» Text passage:
↓↓↓

This was a week that featured an epic level of badness and stupidity in America, but those on the leftward half of the political arena – accepting for the moment that the venerable terms “left” and “right” have not been rendered hilarious by historical circumstance – found a silver lining. On closer inspection, however, I’m beginning to suspect it’s a tinfoil hat. We have been told once again, for the 443rd time, that sooner or later all the leathery, old, white Republicans will wither away and Democrats will inherit the earth. Sounds good in theory, but I have two questions: What Democrats? And what earth?

↑↑↑

» Prompt 1:
Copy out the part of the records that opens with the line containing "Reviewer note: confirm that each instance of the white boundary" and closes with the last line of the records, changing nothing.

Pointing and labeling records
↓↓↓

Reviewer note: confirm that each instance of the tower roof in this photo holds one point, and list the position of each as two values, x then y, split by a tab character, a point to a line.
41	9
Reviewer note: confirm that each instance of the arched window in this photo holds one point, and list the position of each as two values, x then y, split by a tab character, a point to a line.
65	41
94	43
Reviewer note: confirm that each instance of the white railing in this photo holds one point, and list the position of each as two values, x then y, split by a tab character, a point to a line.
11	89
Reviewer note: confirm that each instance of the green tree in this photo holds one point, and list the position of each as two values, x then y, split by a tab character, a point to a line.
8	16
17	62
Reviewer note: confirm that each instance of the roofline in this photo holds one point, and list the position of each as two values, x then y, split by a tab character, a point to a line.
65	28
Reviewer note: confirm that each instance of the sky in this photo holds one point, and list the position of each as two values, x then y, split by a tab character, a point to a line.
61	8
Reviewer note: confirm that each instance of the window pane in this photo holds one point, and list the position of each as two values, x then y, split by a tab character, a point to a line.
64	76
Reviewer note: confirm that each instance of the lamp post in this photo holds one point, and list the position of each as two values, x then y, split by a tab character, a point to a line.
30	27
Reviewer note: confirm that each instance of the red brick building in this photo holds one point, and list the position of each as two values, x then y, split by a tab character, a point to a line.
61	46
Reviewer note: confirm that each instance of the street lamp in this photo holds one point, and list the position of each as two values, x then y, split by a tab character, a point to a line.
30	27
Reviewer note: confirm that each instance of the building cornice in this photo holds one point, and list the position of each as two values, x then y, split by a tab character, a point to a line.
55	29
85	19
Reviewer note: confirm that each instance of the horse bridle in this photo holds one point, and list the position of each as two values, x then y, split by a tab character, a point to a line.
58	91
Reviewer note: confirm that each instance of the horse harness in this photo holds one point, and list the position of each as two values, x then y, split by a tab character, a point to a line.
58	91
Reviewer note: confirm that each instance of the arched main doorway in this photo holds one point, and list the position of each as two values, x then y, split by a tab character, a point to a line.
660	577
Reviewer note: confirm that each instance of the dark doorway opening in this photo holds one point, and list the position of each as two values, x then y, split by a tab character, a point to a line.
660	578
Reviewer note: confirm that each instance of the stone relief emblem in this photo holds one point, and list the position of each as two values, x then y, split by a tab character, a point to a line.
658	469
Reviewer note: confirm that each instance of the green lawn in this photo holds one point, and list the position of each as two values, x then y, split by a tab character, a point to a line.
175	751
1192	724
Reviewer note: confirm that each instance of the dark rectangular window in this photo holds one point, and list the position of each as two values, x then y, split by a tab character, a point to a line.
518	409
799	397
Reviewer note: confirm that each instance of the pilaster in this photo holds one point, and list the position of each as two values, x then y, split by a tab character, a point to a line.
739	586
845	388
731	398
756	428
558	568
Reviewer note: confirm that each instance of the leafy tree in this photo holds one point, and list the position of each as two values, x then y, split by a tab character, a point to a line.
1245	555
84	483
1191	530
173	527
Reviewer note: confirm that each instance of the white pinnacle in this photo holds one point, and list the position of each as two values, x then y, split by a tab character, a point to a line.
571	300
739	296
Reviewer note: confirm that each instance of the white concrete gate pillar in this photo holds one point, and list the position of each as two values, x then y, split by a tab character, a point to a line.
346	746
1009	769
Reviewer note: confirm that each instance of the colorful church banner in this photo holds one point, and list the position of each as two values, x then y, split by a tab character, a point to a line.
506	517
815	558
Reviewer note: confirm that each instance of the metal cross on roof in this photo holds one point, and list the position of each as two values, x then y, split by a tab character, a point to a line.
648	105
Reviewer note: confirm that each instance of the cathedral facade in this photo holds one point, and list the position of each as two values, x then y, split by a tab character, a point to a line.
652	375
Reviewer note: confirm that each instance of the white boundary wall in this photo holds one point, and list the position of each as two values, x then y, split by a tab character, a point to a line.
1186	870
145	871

↑↑↑

» Prompt 2:
Pick up the commentary on American politics and the Democrats' supposed future where it stops, and keep writing.

» Final answer 1:
Reviewer note: confirm that each instance of the white boundary wall in this photo holds one point, and list the position of each as two values, x then y, split by a tab character, a point to a line.
1186	870
145	871

» Final answer 2:
There was another insane GOP candidates’ debate, on a night when I was called away to watch the new “Star Wars” movie – which, whatever its flaws, had fewer problems with continuity and clarity. This debate was purportedly about foreign policy, which in Republican-land is a nebulous realm synonymous with one of those horror movies where the killer is inside the house. In all seriousness, when did right-wingers get so damn scared about everything? It would be funny if it weren’t also gruesome and grotesque: Republicans are supposed to be the testosterone party of rugged American individualism, as seen in Chevy Silverado commercials, and what I saw on that stage was not John Wayne facing down two dozen Comanche warriors but a bunch of lardass dudes with boiled-lobster complexions and quivering jowls, terrified of the invisible Muslim mice under the bed.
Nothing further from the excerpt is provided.